What to work on:
Can you reproduce the entries from the line with "task | put a marker on each instance of the wooden" to the line with "x=275, y=86", with "life vest" changed to "life jacket" and everything else left as it is? Give only those lines.

Input:
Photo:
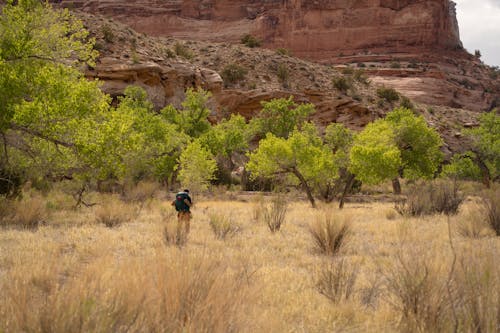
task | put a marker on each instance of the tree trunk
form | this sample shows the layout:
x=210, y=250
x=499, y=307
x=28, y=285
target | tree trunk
x=347, y=188
x=396, y=186
x=305, y=186
x=485, y=172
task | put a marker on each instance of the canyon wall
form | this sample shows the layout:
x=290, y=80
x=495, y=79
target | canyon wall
x=324, y=30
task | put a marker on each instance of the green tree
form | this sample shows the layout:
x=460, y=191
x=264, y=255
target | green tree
x=44, y=99
x=401, y=145
x=281, y=116
x=197, y=166
x=340, y=140
x=192, y=119
x=302, y=156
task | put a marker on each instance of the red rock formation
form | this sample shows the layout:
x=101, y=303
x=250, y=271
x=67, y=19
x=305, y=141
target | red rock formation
x=323, y=30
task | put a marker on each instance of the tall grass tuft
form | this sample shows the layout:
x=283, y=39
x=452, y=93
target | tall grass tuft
x=431, y=197
x=222, y=225
x=336, y=280
x=27, y=213
x=164, y=293
x=114, y=213
x=330, y=233
x=274, y=214
x=491, y=202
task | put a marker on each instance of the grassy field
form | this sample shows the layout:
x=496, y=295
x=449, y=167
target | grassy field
x=388, y=274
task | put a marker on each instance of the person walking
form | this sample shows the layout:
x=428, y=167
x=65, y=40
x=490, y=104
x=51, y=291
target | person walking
x=182, y=204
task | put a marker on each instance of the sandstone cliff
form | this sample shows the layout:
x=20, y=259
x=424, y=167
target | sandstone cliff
x=411, y=45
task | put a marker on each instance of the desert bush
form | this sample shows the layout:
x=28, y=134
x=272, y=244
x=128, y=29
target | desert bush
x=222, y=225
x=183, y=51
x=360, y=76
x=274, y=213
x=330, y=233
x=341, y=83
x=477, y=290
x=491, y=202
x=114, y=213
x=159, y=294
x=336, y=280
x=431, y=197
x=250, y=41
x=27, y=213
x=388, y=94
x=417, y=289
x=233, y=73
x=406, y=103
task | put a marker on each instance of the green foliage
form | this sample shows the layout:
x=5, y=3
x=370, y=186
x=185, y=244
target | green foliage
x=400, y=145
x=250, y=41
x=303, y=155
x=419, y=144
x=374, y=155
x=197, y=167
x=388, y=94
x=192, y=118
x=281, y=116
x=227, y=137
x=233, y=73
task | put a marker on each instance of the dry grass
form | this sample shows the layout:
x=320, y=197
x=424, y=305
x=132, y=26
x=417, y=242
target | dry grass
x=113, y=213
x=27, y=213
x=330, y=233
x=73, y=274
x=222, y=225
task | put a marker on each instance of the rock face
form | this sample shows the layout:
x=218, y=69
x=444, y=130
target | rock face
x=325, y=30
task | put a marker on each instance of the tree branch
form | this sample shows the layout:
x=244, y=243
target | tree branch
x=41, y=135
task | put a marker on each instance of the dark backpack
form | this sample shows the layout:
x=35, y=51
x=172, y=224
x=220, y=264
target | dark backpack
x=180, y=205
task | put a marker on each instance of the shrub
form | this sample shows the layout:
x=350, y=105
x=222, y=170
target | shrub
x=416, y=287
x=388, y=94
x=113, y=213
x=183, y=51
x=341, y=83
x=431, y=197
x=250, y=41
x=330, y=234
x=233, y=73
x=360, y=76
x=337, y=280
x=274, y=214
x=222, y=225
x=472, y=223
x=406, y=103
x=141, y=192
x=491, y=202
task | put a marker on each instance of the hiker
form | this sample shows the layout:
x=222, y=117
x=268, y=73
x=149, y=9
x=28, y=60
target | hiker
x=182, y=204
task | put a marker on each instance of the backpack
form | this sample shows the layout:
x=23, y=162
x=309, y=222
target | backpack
x=180, y=205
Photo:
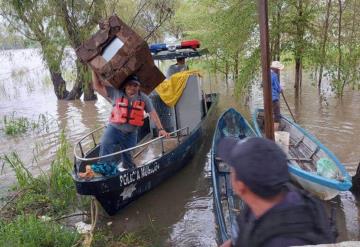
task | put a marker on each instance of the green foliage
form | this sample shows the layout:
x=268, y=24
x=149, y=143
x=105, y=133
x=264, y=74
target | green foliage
x=52, y=194
x=228, y=29
x=28, y=231
x=14, y=125
x=23, y=176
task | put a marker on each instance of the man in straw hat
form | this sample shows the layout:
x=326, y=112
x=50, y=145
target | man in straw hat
x=276, y=214
x=275, y=67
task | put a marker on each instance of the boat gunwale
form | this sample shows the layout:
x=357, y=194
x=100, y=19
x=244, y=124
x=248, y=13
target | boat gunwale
x=125, y=150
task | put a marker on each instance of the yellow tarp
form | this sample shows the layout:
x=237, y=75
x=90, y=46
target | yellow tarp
x=171, y=89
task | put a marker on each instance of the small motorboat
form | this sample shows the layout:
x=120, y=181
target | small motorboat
x=227, y=204
x=311, y=164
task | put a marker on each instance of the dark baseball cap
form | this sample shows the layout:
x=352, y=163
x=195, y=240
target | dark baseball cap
x=133, y=79
x=258, y=162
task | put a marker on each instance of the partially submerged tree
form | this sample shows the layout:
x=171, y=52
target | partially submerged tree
x=78, y=19
x=35, y=21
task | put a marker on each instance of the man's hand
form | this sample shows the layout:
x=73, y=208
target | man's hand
x=164, y=133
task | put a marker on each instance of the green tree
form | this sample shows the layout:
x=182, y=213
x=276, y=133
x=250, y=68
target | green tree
x=35, y=20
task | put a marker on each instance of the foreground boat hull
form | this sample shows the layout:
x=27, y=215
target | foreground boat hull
x=115, y=192
x=322, y=187
x=320, y=191
x=118, y=191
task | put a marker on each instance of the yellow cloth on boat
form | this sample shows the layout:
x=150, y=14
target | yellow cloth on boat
x=170, y=90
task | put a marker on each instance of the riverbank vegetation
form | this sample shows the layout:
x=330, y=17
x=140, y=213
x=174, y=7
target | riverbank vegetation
x=33, y=214
x=14, y=125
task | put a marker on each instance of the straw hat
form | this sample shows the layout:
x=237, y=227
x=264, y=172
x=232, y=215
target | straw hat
x=276, y=65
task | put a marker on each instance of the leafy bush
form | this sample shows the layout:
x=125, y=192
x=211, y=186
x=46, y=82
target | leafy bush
x=31, y=232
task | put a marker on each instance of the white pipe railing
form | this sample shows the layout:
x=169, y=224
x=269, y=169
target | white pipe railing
x=121, y=151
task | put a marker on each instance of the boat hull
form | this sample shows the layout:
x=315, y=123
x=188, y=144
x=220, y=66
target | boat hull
x=118, y=191
x=115, y=192
x=227, y=205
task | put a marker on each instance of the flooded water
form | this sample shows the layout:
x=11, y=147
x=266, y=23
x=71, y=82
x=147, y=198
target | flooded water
x=180, y=210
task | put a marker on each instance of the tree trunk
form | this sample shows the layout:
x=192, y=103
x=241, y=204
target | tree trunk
x=323, y=54
x=87, y=84
x=339, y=42
x=78, y=87
x=59, y=84
x=297, y=74
x=236, y=66
x=278, y=35
x=55, y=73
x=73, y=31
x=298, y=49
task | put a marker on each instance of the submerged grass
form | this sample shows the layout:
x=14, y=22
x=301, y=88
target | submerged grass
x=29, y=231
x=53, y=194
x=14, y=125
x=50, y=194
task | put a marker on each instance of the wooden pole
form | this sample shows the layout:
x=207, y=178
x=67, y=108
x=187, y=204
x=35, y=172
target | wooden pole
x=265, y=62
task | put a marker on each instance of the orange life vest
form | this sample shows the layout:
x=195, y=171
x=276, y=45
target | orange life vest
x=122, y=112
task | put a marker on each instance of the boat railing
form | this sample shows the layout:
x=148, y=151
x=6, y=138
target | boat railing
x=176, y=133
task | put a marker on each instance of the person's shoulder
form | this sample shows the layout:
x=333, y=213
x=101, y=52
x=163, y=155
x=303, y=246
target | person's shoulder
x=285, y=241
x=144, y=95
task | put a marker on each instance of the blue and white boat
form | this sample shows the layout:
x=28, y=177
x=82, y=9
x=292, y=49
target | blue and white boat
x=227, y=204
x=311, y=164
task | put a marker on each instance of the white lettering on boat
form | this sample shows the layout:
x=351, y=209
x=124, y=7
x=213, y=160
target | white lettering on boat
x=132, y=176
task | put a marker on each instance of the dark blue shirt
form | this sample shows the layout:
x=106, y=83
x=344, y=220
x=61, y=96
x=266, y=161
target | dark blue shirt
x=275, y=86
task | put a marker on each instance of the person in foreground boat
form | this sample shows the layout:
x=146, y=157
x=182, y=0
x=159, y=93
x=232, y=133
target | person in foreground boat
x=276, y=214
x=276, y=90
x=126, y=117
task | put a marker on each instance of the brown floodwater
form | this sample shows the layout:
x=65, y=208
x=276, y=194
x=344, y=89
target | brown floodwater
x=179, y=212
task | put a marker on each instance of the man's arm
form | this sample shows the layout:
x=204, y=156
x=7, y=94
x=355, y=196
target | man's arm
x=98, y=86
x=155, y=118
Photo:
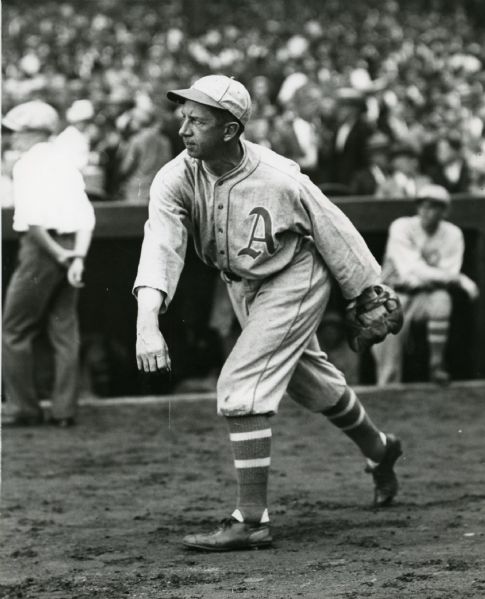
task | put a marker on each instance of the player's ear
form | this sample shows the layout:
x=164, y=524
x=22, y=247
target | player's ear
x=231, y=130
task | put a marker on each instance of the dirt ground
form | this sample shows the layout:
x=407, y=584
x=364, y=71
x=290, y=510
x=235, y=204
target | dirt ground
x=98, y=511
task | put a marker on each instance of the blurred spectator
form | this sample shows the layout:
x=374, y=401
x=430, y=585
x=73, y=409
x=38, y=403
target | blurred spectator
x=451, y=169
x=55, y=220
x=419, y=65
x=422, y=262
x=405, y=179
x=350, y=136
x=74, y=140
x=142, y=155
x=369, y=180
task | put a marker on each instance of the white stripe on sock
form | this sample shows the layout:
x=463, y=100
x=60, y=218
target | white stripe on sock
x=253, y=463
x=357, y=423
x=251, y=435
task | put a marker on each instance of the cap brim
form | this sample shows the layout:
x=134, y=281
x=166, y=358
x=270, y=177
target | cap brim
x=182, y=95
x=11, y=126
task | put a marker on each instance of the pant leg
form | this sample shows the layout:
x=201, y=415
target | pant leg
x=388, y=355
x=316, y=383
x=279, y=318
x=26, y=303
x=63, y=331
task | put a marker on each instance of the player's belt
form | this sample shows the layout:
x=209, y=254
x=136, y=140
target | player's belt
x=230, y=276
x=56, y=233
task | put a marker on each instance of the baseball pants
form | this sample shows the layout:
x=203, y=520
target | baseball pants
x=39, y=295
x=277, y=349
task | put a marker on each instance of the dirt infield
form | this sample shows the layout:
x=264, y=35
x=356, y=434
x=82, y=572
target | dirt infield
x=99, y=510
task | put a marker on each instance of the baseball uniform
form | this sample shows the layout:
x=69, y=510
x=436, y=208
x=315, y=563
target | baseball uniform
x=278, y=242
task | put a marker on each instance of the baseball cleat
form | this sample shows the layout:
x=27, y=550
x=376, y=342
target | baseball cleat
x=385, y=479
x=231, y=535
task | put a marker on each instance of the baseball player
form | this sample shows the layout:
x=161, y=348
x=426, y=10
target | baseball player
x=277, y=241
x=422, y=262
x=55, y=220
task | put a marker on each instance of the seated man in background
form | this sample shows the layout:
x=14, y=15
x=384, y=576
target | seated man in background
x=422, y=261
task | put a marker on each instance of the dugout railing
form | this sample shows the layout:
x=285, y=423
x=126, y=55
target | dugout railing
x=108, y=309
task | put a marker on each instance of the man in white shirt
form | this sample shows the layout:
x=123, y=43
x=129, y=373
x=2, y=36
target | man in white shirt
x=423, y=260
x=55, y=221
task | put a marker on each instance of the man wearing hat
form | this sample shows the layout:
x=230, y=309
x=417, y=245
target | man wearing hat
x=55, y=220
x=423, y=259
x=278, y=242
x=369, y=180
x=349, y=141
x=405, y=178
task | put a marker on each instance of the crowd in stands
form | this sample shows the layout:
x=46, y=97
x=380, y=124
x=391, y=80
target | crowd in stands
x=373, y=100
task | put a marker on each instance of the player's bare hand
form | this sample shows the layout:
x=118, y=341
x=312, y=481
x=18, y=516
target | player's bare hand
x=151, y=350
x=75, y=272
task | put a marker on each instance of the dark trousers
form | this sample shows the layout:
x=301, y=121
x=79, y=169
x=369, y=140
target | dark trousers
x=39, y=295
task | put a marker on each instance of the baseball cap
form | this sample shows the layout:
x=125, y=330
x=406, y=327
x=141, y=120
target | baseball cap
x=31, y=116
x=435, y=193
x=217, y=91
x=80, y=110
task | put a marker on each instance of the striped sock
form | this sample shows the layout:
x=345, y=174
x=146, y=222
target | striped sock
x=437, y=333
x=349, y=415
x=251, y=443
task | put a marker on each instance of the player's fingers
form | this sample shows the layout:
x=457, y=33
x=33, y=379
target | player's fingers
x=152, y=363
x=161, y=362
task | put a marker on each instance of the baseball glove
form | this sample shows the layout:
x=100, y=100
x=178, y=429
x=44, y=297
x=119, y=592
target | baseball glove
x=372, y=316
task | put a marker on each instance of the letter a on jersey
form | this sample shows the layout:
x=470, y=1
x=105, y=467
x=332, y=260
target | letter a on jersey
x=262, y=219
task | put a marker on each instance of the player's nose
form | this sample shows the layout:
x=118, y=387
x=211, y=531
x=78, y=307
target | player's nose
x=184, y=130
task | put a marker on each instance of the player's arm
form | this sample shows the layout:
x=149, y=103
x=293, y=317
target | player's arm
x=42, y=237
x=81, y=246
x=151, y=349
x=339, y=243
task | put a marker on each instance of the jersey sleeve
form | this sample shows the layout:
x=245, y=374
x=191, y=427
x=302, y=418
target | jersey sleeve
x=165, y=238
x=339, y=243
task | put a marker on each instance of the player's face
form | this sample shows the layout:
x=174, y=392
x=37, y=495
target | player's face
x=201, y=132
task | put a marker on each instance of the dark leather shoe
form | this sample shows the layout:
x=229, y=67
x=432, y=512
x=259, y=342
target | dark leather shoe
x=440, y=377
x=231, y=535
x=20, y=421
x=385, y=479
x=62, y=422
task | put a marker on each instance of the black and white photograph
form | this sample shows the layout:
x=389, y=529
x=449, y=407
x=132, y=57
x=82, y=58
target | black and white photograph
x=243, y=299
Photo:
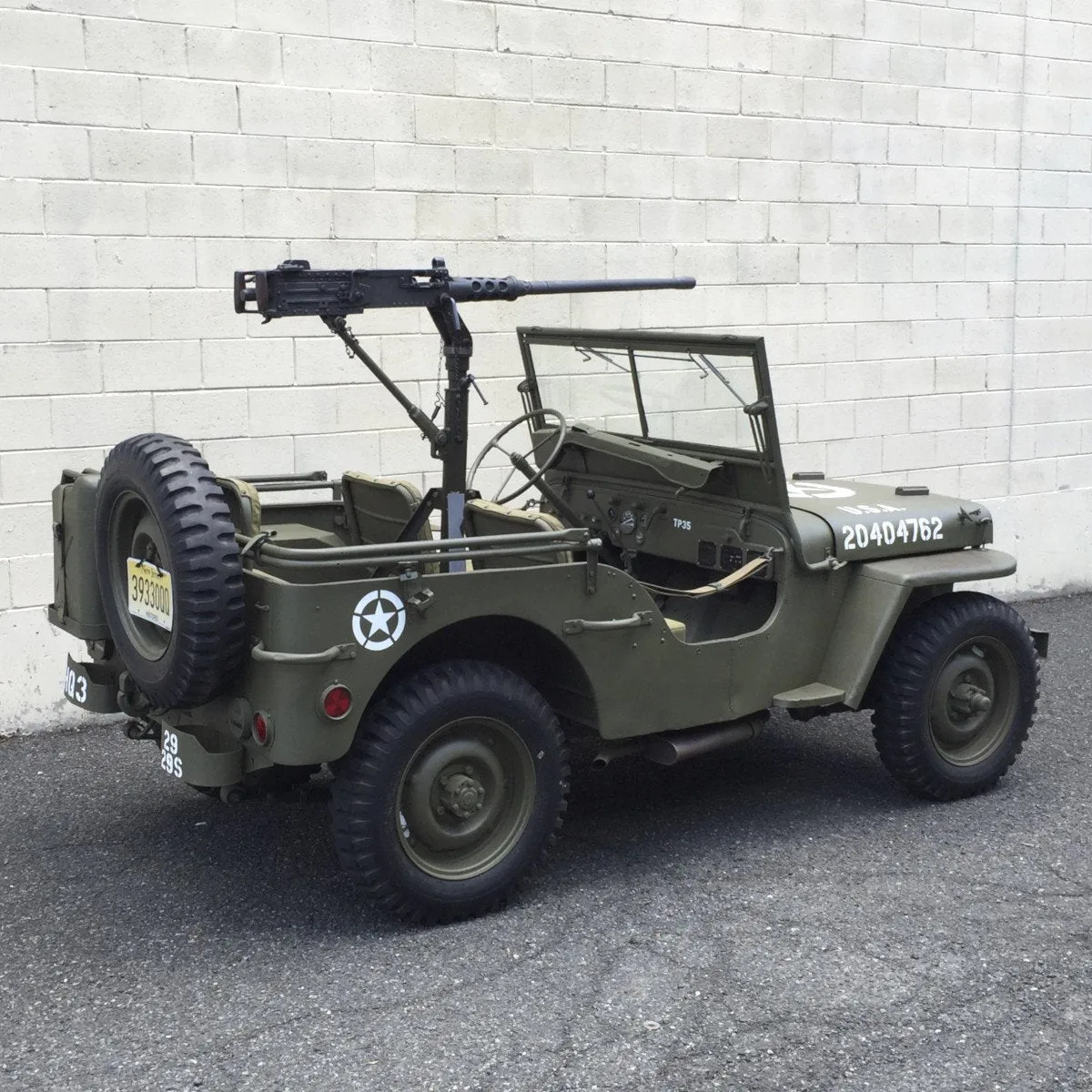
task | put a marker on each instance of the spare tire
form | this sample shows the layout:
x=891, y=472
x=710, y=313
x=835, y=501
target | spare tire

Completed task:
task | put a marker on each instance of the wooden pole
form | this sample shows the layout:
x=207, y=178
x=67, y=108
x=187, y=204
x=35, y=172
target | wooden pole
x=265, y=62
task | put a marker on each instance of the orange life jacket
form | this sample shows the layout:
x=195, y=171
x=276, y=45
target | orange life jacket
x=122, y=112
task | put a marker on each instance of the boat railing
form | this sample shows the layout:
x=148, y=151
x=6, y=138
target | boat railing
x=176, y=133
task | put a marker on each instance of the person's shoulder
form | this sample shows the layout:
x=333, y=213
x=101, y=52
x=163, y=155
x=303, y=246
target | person's shoulder
x=285, y=241
x=144, y=95
task | put a marker on each instance of the blue and white boat
form | this sample shows the layout:
x=28, y=177
x=82, y=9
x=292, y=49
target | blue and white boat
x=227, y=204
x=311, y=164
task | put a marker on each instance of the white lettering on boat
form | this sample shows the layout:
x=351, y=209
x=124, y=7
x=213, y=160
target | white lettering on boat
x=132, y=176
task | put a marker on each instance of the dark blue shirt
form | this sample shows the layout:
x=106, y=83
x=344, y=220
x=61, y=96
x=266, y=161
target | dark blue shirt
x=275, y=86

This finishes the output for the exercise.